---------- EXERCISE INPUT ----------

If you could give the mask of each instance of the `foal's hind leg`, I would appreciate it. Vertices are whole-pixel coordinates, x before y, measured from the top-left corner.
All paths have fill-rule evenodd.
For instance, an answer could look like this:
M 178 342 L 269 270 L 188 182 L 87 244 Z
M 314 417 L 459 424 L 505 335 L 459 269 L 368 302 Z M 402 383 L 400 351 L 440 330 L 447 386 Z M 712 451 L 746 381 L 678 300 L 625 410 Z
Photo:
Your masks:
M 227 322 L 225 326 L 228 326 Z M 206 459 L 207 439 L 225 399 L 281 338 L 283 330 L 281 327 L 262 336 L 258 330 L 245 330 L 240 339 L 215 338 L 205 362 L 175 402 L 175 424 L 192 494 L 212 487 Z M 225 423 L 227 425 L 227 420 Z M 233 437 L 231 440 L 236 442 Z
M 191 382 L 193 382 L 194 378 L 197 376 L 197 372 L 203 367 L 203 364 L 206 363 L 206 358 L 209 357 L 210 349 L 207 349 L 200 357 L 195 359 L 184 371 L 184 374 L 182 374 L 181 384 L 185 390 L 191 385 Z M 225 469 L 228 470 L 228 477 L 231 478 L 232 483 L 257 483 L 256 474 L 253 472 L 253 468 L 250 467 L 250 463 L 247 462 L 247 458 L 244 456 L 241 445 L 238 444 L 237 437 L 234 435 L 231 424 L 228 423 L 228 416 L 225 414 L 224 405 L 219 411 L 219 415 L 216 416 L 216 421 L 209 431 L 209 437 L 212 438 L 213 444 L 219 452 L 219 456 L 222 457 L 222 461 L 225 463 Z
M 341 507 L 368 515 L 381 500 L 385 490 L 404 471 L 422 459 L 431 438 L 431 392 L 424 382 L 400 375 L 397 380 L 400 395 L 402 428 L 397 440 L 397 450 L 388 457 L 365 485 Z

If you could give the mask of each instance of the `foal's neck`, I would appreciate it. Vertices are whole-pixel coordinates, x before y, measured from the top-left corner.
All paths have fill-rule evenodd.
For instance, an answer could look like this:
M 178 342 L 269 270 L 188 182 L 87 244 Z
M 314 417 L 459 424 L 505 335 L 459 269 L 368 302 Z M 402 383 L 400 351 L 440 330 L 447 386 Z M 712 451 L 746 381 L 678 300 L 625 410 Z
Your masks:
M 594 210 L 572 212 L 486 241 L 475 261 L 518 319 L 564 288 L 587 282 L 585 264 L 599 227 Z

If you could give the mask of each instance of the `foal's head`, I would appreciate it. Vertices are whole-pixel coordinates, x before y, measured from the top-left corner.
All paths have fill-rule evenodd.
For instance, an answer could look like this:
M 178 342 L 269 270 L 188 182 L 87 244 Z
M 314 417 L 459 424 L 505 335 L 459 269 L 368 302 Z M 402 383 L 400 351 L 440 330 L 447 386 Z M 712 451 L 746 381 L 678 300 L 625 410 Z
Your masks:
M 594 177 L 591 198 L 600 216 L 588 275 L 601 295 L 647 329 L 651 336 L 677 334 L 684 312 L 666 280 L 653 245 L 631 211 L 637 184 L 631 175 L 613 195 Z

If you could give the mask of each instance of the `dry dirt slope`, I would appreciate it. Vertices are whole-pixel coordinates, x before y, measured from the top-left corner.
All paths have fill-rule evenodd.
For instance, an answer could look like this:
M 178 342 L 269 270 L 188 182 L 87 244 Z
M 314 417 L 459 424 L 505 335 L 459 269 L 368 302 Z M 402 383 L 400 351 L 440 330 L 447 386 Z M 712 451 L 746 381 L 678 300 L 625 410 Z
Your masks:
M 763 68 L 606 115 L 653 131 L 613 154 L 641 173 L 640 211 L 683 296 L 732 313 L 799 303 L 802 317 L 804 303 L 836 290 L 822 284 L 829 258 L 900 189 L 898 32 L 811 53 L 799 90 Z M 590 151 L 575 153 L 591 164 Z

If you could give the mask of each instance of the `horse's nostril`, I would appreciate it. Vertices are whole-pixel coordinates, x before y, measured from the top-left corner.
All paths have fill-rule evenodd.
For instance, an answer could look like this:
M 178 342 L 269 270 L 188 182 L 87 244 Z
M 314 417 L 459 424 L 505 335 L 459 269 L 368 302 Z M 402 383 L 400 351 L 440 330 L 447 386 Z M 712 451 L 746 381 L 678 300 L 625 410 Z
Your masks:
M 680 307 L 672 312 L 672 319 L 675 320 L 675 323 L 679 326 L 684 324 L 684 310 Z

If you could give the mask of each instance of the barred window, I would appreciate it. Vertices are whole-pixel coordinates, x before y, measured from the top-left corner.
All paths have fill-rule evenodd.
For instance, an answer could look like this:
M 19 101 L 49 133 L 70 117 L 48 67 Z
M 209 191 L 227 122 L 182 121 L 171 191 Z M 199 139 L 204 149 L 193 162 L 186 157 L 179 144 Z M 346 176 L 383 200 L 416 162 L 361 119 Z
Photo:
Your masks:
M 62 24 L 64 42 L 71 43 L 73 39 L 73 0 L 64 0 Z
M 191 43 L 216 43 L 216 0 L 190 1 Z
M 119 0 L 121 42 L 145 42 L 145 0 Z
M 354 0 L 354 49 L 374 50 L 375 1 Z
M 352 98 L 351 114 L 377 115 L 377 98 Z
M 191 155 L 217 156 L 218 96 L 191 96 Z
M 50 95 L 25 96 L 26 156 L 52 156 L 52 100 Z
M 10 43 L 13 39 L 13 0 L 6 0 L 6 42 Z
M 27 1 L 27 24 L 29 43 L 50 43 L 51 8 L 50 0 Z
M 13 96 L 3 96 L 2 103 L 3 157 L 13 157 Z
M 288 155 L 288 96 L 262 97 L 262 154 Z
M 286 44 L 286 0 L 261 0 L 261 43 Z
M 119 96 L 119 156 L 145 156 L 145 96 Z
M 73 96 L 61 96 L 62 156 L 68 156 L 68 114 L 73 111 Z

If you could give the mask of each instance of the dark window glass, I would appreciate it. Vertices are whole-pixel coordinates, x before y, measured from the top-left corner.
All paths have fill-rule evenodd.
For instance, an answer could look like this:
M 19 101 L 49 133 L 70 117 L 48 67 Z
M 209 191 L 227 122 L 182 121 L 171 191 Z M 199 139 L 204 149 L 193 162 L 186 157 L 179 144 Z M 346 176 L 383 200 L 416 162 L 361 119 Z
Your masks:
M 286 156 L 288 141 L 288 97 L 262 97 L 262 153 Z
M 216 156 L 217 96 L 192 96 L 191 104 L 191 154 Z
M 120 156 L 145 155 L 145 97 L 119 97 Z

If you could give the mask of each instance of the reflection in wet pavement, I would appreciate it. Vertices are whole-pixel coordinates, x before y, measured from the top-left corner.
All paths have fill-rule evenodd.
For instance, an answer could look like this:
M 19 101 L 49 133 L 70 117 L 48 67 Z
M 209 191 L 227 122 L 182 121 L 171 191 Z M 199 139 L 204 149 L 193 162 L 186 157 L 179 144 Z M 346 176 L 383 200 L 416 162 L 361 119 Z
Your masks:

----------

**ACTIVITY**: Some of the data mentions "foal". Copy every line where it does.

**SOLUTION FOR THIS TASK**:
If you could give the mask of each instance of the `foal's hind leg`, I would appreciate it. Vertices are whole-pixel coordinates, x before y, measured from the top-left corner.
If you could give the mask of each instance of the `foal's neck`, I would appreciate it. Vertices are whole-pixel coordinates, x before y, measured from the top-left corner.
If you could give the mask of each instance of the `foal's head`, I would appreciate it. Vertices are whole-pixel coordinates, x before y, measured from the top-left corner.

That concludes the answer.